# Description of the task
Repeat the listing word for word. No pictures belong in the copy.

# Records shown
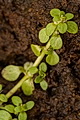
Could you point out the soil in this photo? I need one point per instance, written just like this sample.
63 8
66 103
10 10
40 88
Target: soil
20 22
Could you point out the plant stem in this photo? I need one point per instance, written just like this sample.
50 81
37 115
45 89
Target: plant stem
36 63
17 86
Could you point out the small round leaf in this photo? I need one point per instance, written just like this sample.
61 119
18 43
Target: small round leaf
62 13
43 67
56 19
62 27
4 115
38 79
3 98
56 42
69 16
36 49
28 87
9 108
17 109
33 70
30 105
44 85
72 27
52 59
11 72
22 116
27 65
16 100
55 12
50 28
43 36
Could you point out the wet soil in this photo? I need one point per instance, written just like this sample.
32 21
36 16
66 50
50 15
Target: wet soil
20 22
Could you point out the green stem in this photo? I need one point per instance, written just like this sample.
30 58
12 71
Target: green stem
36 63
17 86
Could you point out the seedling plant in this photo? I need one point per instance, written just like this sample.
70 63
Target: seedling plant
50 36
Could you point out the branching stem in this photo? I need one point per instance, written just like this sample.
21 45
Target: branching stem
36 63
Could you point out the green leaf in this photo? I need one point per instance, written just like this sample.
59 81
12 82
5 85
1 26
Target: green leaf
56 18
69 16
17 109
9 108
30 105
27 65
72 27
55 12
38 79
36 49
28 87
43 67
62 13
0 87
42 74
3 98
4 115
16 100
43 36
33 70
44 85
22 116
56 42
50 28
11 72
62 27
52 59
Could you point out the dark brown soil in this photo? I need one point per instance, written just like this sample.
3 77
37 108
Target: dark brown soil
20 22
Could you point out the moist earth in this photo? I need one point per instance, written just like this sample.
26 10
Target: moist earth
20 22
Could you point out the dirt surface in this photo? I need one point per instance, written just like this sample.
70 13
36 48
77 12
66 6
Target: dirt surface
20 22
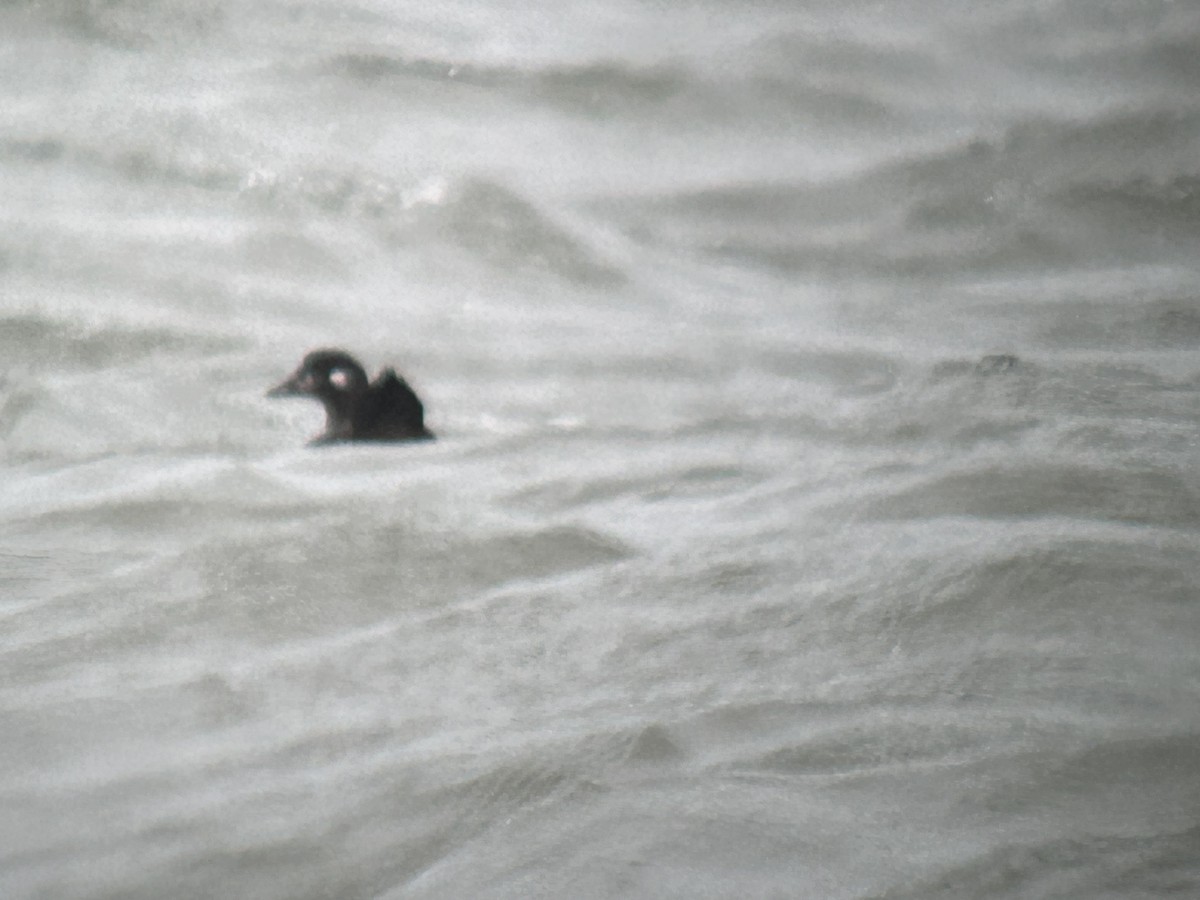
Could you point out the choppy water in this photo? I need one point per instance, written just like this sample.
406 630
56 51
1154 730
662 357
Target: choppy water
816 504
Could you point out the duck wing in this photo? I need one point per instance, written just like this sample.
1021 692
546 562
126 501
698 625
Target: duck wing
391 411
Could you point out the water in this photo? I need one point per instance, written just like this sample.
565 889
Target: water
816 504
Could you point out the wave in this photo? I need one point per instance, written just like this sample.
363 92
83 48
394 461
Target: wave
492 222
1044 195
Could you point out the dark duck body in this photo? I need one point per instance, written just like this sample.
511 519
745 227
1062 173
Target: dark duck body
357 409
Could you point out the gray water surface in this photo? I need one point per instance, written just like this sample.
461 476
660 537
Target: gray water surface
815 509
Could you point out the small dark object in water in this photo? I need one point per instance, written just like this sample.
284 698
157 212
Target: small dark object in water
997 363
384 409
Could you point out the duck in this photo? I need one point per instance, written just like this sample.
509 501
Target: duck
385 409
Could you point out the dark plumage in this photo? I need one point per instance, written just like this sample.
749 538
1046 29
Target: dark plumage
384 409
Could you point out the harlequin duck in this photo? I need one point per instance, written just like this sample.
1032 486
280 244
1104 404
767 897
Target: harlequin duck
384 409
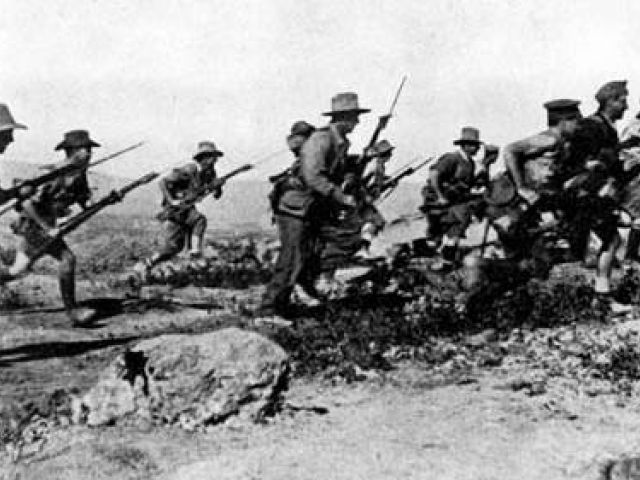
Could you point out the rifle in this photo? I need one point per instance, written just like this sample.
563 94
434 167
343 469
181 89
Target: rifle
383 120
201 193
74 222
390 184
14 193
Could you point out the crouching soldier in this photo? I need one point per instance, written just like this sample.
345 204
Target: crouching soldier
181 189
39 214
374 183
521 206
447 197
302 210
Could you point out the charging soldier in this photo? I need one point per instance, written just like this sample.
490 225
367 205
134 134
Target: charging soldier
301 210
594 175
39 214
184 225
447 195
516 202
7 126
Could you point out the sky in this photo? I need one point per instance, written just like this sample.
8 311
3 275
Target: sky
240 72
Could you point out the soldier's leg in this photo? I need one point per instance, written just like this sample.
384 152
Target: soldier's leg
31 238
290 263
633 244
198 227
610 243
457 221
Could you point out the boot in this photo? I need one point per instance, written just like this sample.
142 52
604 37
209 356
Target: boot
302 297
142 270
195 244
633 245
79 316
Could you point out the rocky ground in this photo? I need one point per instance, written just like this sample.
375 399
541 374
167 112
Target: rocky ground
385 385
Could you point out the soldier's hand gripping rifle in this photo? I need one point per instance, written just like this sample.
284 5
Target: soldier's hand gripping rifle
383 121
389 185
201 193
20 191
74 222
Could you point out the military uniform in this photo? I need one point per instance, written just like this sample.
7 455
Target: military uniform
182 224
40 214
313 201
51 202
7 126
302 210
457 176
586 207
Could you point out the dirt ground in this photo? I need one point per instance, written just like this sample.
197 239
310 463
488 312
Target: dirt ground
403 423
407 421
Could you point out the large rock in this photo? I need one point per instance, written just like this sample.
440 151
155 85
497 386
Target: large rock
192 380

# Task answer
Could you point out the soil in this photo? I need one point per instance, written just like this sample.
63 8
66 103
10 10
40 88
Target: soil
20 22
Could you point out the plant stem in this photo? I need one point per instance, written just like this sample.
50 81
37 115
45 89
Target: plant stem
36 63
17 86
Could you point out the small round leaf in this photo? I need one point per instance, written just like this sample.
61 119
18 43
Target: small round leaf
62 13
43 67
56 19
62 27
4 115
38 79
3 98
56 42
69 16
36 49
28 87
9 108
17 109
33 70
30 105
44 85
72 27
52 59
11 72
22 116
27 65
16 100
55 12
50 28
43 36
Could you point out the wet soil in this photo? I need one point per instance, written just like this sample.
32 21
36 16
66 50
50 15
Target: wet soil
20 22
Could you point out the green stem in this photo? I need one point per instance, written just like this sample.
30 58
12 71
Target: green stem
36 63
17 86
Could you point out the seedling plant in this photo? I need one point per instance, written just like this sample.
70 63
Target: seedling plant
50 36
Could you point out the branching stem in this photo? I need one point per instance, written just like this sample.
21 45
Target: branching stem
36 63
Could you point out the green leaf in this photo? I need one point per instance, written just like this sample.
59 81
12 82
5 85
1 26
Target: green leaf
56 18
69 16
17 109
9 108
30 105
27 65
72 27
55 12
38 79
36 49
28 87
43 67
62 13
0 87
42 74
3 98
4 115
16 100
43 36
33 70
44 85
22 116
56 42
50 28
11 72
62 27
52 59
Could you point out the dark brown soil in this photo? I need one point per instance, written just like this sample.
3 77
37 108
Target: dark brown soil
20 22
Could you point out the moist earth in this photo? I need one point per instance, written just like this sample.
26 10
Target: moist earth
20 22
Could you point out the dirt surface in this photo? I need one point per instance, written just like this sample.
70 13
36 48
77 12
66 6
Target: dirt surface
20 22
Could you point out the choppy water in this photo? I need one point per instance, written just like this sample.
406 630
56 51
1154 730
662 357
Target: choppy water
816 504
Could you point out the duck wing in this photo? I need one point per instance, written just like this sample.
1021 692
546 562
126 501
698 625
Target: duck wing
391 411
Could you point out the water in this photo? I need one point per instance, written just like this sample.
565 889
Target: water
816 504
Could you point out the wave in this photo? I need one point per instance, written just like this sample.
363 92
83 48
394 461
Target: wave
492 222
1044 195
Could you point out the dark duck body in this photo? I need one point per instance, written just like this sample.
511 519
745 227
1062 173
Target: dark duck body
357 409
Could you point out the gray water surface in this photo? I need one point per instance, written just like this sample.
461 476
660 537
Target: gray water surface
815 509
Could you point out the small dark object in water in this photo? I need one point per instance, written just like this sample.
284 698
157 212
Target: small dark object in water
997 363
384 409
Could you point out the duck in this photo? I need one point per instance, written just like this sample.
509 501
Target: duck
385 409
Could you point out the dark plumage in this photo? I need one point per instance, written just like this sample.
749 538
1046 29
Target: dark plumage
384 409
Could you point out the harlequin duck in this photo? I need one point per instance, written just like this sample.
1032 486
280 244
1104 404
767 897
Target: harlequin duck
384 409
Could you point out the rifle in this photo? I need one point per instance, written just like this sample.
563 94
434 167
343 469
181 89
Target: rifle
383 120
201 193
74 222
390 184
14 193
Could you point out the crouching soldier in this photo? I need one point per instance, written just like this sample.
345 204
Target: crouching soldier
181 189
39 214
374 183
521 206
447 197
302 210
Could you point out the charging soldier in this photo? I need one point per instance, written just like this sample.
490 225
367 205
134 134
Target: charging soldier
301 210
594 175
39 214
184 225
447 195
516 202
7 126
Could you point out the sky in this photo? I need one point per instance, written just like this sample.
8 311
3 275
Target: sky
240 72
Could you point out the soldier's leg in this photo? I need one point per instance, written just like this sample.
384 152
Target: soldier's leg
31 238
290 263
633 244
198 227
610 243
457 221
Could you point out the boot in this photo? I need one point per instance, written just like this sample.
142 52
604 37
209 356
Target: boot
302 297
142 270
195 244
633 245
79 316
Could you point out the rocky ground in this photo? I need one point per instance, written just like this sample.
375 399
541 374
167 112
Target: rocky ground
385 385
Could you point out the soldier's hand gripping rifle in this photo? I need one point per instance, written just like this sample.
284 5
Target: soldier's hand gripping rifle
383 121
389 185
201 193
20 191
74 222
Could you point out the military uniform in this photo? I need one point per instance, written just like this sample.
7 455
Target: military uniform
182 224
40 214
313 201
51 202
7 126
302 210
457 176
586 207
Could you point out the dirt ground in this photo? I need one point per instance, written just like this sample.
197 239
310 463
488 312
Target: dirt ground
403 423
407 421
Could you point out the large rock in this photo? I need one point per instance, written just like this sample.
440 151
155 85
497 386
Target: large rock
192 380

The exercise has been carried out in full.